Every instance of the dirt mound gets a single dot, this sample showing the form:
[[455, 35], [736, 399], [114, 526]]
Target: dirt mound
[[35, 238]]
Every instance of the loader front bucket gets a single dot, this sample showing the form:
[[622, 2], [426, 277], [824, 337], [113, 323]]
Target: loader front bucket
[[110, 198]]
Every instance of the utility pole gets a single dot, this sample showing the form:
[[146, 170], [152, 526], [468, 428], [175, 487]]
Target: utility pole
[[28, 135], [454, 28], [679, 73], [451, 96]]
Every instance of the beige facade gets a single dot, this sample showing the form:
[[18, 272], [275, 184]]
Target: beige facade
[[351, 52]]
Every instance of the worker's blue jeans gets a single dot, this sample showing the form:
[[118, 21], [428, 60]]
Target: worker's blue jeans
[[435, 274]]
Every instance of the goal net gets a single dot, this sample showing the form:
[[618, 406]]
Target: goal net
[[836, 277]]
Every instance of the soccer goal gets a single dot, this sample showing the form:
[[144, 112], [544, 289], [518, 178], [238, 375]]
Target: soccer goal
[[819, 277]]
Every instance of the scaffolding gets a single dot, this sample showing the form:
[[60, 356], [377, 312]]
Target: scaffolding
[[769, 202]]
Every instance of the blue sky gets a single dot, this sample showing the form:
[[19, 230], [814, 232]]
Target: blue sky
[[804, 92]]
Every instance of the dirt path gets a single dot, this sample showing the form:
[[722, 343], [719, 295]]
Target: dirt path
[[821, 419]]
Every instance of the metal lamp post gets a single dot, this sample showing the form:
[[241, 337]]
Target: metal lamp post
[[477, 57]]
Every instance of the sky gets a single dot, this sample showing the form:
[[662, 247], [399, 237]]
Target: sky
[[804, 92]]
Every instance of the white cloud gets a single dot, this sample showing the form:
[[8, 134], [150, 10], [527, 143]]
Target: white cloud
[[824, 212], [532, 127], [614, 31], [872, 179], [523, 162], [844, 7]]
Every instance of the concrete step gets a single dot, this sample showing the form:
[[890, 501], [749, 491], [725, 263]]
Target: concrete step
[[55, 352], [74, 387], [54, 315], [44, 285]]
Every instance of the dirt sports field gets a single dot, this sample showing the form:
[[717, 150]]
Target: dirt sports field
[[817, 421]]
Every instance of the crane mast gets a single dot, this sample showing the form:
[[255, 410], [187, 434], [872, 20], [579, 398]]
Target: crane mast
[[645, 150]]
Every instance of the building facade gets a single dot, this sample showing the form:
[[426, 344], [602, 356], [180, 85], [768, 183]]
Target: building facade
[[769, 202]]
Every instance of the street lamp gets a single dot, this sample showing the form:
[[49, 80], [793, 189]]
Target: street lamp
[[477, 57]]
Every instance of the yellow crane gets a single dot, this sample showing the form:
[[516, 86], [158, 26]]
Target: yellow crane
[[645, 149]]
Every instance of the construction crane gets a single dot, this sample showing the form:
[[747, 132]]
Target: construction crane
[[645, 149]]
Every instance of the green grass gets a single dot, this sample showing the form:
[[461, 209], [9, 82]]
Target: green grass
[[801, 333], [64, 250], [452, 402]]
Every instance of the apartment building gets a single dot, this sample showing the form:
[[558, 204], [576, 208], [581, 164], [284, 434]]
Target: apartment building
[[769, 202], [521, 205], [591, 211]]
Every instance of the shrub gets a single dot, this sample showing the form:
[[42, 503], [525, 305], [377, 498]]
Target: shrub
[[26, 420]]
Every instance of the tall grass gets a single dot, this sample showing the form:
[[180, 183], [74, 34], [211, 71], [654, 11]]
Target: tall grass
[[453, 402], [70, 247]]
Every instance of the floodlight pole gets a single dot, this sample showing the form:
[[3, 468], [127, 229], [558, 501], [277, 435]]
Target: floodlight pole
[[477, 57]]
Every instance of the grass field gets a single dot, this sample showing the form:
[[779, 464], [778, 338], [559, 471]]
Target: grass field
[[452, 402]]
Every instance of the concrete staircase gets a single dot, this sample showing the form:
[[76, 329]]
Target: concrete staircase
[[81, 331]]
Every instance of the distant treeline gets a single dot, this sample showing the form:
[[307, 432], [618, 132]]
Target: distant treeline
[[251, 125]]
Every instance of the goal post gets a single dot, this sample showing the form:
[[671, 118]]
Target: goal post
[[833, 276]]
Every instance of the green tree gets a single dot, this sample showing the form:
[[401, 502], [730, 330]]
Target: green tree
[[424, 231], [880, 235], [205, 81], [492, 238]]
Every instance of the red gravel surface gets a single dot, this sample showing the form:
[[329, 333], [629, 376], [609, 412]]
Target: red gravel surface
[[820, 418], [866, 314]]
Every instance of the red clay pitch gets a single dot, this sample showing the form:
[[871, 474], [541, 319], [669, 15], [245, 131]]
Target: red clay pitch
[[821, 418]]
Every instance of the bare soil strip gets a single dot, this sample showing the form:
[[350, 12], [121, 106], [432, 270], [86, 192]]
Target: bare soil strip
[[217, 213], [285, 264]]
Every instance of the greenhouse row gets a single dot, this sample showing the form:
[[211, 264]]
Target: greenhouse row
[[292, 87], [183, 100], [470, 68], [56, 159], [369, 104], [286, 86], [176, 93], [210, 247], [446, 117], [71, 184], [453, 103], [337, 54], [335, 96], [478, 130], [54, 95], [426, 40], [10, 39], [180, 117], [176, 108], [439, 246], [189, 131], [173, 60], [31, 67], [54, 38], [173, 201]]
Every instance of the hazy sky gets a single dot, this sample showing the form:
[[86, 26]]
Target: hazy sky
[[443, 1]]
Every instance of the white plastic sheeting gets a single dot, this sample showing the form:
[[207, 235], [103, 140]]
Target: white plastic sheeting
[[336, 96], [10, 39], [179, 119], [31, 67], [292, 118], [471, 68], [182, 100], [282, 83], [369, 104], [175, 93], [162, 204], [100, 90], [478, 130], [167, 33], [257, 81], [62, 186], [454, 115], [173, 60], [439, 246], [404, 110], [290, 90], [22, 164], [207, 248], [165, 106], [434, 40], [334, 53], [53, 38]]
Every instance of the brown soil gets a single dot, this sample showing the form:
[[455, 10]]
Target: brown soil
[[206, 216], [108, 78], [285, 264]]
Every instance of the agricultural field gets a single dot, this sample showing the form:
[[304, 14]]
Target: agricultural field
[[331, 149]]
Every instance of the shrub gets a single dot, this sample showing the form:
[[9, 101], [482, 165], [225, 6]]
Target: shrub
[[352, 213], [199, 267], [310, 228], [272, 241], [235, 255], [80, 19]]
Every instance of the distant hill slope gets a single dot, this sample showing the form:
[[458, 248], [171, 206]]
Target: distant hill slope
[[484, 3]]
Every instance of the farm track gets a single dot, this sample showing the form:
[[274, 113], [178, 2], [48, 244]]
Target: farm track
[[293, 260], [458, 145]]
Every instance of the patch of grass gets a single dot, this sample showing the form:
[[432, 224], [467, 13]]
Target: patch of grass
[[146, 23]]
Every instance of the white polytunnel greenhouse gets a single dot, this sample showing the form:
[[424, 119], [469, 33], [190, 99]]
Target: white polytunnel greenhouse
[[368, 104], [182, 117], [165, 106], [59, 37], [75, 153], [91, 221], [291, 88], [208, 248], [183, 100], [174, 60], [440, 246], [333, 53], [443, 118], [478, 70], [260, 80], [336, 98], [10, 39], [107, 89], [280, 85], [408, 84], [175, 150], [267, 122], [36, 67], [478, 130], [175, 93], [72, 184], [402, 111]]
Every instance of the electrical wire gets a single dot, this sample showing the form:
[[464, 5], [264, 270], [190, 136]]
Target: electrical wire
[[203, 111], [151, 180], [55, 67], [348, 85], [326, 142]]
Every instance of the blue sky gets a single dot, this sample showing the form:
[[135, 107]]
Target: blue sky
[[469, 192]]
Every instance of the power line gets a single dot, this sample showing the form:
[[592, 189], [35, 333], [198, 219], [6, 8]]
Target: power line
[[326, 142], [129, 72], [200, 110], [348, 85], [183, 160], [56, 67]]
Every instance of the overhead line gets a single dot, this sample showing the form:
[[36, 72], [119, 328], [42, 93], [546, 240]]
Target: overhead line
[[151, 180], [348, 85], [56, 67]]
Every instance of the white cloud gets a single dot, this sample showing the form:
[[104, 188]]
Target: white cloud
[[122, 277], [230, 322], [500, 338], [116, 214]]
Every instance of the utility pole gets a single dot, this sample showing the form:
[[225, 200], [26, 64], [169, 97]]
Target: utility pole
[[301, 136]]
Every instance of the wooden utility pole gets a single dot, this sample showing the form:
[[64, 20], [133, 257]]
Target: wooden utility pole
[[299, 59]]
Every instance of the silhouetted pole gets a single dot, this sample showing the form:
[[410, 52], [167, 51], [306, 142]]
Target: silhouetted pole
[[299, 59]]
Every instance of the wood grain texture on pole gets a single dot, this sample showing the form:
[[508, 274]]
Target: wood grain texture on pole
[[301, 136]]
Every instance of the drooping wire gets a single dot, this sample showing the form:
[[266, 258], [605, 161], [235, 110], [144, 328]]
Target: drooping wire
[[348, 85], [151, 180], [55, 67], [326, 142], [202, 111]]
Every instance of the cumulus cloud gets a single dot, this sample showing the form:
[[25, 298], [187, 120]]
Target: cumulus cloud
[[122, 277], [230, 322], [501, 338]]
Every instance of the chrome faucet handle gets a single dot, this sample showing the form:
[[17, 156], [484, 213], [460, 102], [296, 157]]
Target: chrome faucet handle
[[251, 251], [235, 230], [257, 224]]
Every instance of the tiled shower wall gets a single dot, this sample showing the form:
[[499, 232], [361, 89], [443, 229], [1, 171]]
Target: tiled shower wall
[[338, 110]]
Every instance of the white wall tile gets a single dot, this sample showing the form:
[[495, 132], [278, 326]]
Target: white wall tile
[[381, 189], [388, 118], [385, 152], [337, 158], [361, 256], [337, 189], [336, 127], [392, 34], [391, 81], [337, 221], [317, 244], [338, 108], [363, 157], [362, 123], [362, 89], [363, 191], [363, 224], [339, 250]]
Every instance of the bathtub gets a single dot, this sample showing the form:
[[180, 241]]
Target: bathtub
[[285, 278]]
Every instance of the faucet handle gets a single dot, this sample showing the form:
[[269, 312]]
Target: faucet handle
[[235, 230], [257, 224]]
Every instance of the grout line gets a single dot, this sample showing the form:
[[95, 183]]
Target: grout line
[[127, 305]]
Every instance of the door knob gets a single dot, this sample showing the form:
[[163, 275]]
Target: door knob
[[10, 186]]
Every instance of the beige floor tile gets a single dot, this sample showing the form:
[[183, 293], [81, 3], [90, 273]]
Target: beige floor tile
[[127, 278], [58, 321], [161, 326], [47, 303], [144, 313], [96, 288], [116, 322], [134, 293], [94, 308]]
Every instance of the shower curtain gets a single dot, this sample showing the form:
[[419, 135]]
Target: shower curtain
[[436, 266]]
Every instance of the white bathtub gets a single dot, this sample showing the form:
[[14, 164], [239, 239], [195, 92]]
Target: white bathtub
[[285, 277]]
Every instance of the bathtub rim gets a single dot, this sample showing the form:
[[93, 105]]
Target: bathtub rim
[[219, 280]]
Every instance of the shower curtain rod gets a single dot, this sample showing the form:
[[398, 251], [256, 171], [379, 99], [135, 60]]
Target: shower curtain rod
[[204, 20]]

■ WHAT TO WORK ON
Reproduce the lines starting at the one containing "Every instance of the distant treeline" and ending at the one containing "[[251, 125]]", substituting "far tree line" for "distant treeline" and leaving everything else unchanged.

■ EXERCISE RESPONSE
Every instance of the far tree line gets a single dot, this sample showing the form:
[[307, 432], [618, 132]]
Target: far tree line
[[251, 125]]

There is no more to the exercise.